**ACTIONS TO TAKE**
• a. List each broken promise that the passage about a New Ireland names.
• b. Reproduce word for word the portion of the passage about a New Ireland starting at "An ambition written" and ending at "we get there.".

**EXCERPT TO READ**
──────────
An ambition written into our party’s existence, we are under no illusion about the scale of this challenge, or the role that those of us actively driving that cause have in setting out the vision and roadmap for how we get there.
Ultimately, it is the opportunity to create a new constitutional arrangement that improves lives that drives us – but the journey really matters. The tenor and tone of this conversation and how we conduct it, will ultimately determine the destination.
A good starting point is considering what a New Ireland should not be. It should not be about righting a historic wrong or settling an 800-year-old score. It is not about the green of the flag claiming victory over the orange.
Nor can it be about legitimisation of the horrors of our past. That approach is doomed to fail and must be stopped in its tracks. Nor is it about simply bolting the North onto the South. We cannot just wish ourselves into a united Ireland.
Our problems will not magically disappear by removing the Border.
If we are serious about change, we must radically rethink how we in the North present ourselves, how we want others to think about us, and how we approach this once-in-a-generation opportunity to peacefully build something new.
That vision demands a full understanding of where we are now. The idea that Northern Ireland is a place beyond redemption, incapable of running its own affairs without collapsing every few years, is hardly a compelling invitation to a southern electorate.
A failing Northern Ireland is not a strategy for a New Ireland. It is true that Stormont has a ceiling on its ability to deliver for the people who live here, but the biggest limitation is the political will of the Sinn Féin and DUP-led Executive.
Their failure to deliver has left us with an environmental catastrophe in Lough Neagh, a health service on the brink and a trail of broken promises from Casement Park to childcare costs to the delivery of a safe A5 road.
──────────
**ENTRIES PROVIDED**

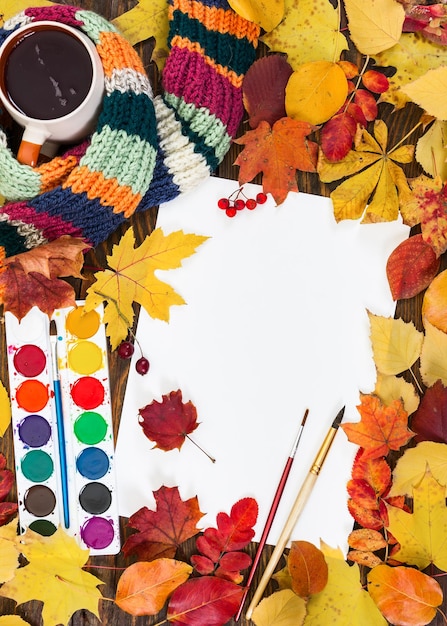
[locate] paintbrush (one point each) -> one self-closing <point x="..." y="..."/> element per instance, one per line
<point x="60" y="424"/>
<point x="272" y="513"/>
<point x="298" y="506"/>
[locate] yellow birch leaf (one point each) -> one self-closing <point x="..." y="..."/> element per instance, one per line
<point x="5" y="410"/>
<point x="9" y="551"/>
<point x="149" y="18"/>
<point x="429" y="92"/>
<point x="374" y="25"/>
<point x="265" y="13"/>
<point x="9" y="8"/>
<point x="433" y="361"/>
<point x="396" y="344"/>
<point x="390" y="388"/>
<point x="132" y="279"/>
<point x="322" y="42"/>
<point x="431" y="150"/>
<point x="410" y="467"/>
<point x="412" y="57"/>
<point x="343" y="601"/>
<point x="434" y="304"/>
<point x="283" y="608"/>
<point x="54" y="575"/>
<point x="422" y="535"/>
<point x="315" y="91"/>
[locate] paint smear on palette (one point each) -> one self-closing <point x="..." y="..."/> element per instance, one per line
<point x="89" y="446"/>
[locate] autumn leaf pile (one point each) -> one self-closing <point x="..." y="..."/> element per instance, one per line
<point x="315" y="103"/>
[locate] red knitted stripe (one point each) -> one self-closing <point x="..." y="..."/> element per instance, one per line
<point x="220" y="97"/>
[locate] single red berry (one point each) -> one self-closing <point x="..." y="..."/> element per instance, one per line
<point x="251" y="204"/>
<point x="126" y="349"/>
<point x="223" y="203"/>
<point x="239" y="204"/>
<point x="231" y="211"/>
<point x="142" y="366"/>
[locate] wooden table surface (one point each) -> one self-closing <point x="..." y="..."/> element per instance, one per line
<point x="109" y="569"/>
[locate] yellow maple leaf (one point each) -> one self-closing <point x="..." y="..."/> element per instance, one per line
<point x="396" y="344"/>
<point x="132" y="279"/>
<point x="431" y="150"/>
<point x="376" y="185"/>
<point x="9" y="552"/>
<point x="9" y="8"/>
<point x="412" y="57"/>
<point x="149" y="18"/>
<point x="54" y="575"/>
<point x="374" y="25"/>
<point x="5" y="410"/>
<point x="422" y="535"/>
<point x="322" y="42"/>
<point x="411" y="466"/>
<point x="343" y="600"/>
<point x="283" y="607"/>
<point x="265" y="13"/>
<point x="391" y="388"/>
<point x="433" y="361"/>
──────────
**SOLUTIONS FOR EACH TASK**
• a.
Casement Park
childcare costs
the delivery of a safe A5 road

• b.
An ambition written into our party’s existence, we are under no illusion about the scale of this challenge, or the role that those of us actively driving that cause have in setting out the vision and roadmap for how we get there.